* _What to produce_
Write out exactly the line containing "Target: black shoe" along with each line that follows it in the records below, and no others.

☆ ☆ ☆ ☆ ☆ ☆ ☆

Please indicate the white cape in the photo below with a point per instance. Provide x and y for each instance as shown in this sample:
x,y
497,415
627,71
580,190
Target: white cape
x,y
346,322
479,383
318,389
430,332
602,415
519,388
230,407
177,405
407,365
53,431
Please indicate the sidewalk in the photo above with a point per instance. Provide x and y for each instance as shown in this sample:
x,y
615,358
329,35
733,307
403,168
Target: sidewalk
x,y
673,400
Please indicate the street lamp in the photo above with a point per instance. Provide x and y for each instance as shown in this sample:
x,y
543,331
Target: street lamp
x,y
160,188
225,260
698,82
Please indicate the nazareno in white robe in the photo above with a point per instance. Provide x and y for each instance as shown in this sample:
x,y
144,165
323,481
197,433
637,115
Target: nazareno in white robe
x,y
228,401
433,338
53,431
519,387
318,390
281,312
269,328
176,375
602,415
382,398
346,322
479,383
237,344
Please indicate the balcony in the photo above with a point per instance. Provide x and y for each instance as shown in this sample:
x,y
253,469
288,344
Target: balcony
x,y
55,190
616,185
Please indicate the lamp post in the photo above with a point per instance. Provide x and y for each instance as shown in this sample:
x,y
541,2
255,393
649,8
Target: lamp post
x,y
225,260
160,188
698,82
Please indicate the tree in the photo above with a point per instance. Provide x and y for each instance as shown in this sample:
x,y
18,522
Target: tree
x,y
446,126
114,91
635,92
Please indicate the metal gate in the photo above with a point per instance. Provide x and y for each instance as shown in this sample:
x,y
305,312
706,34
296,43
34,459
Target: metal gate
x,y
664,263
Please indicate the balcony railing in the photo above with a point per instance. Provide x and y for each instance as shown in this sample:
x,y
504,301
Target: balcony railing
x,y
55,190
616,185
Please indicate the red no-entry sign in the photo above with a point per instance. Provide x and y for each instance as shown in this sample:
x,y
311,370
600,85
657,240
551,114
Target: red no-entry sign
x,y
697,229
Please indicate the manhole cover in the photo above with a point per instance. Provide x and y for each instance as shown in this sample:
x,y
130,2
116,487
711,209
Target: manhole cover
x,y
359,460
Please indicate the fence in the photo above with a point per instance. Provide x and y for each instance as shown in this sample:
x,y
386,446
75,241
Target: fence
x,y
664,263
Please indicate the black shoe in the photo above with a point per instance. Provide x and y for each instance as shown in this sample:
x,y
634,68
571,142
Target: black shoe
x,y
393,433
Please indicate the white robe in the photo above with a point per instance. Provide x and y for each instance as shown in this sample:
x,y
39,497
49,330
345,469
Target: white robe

☆ ☆ ☆ ☆ ☆ ☆ ☆

* _Response to this exercise_
Target: black shoe
x,y
393,433
Please indicate the white robe in the photo above with a point per instance. Provide x and y for each instance as shown in this sample:
x,y
39,497
49,330
345,469
Target: white robe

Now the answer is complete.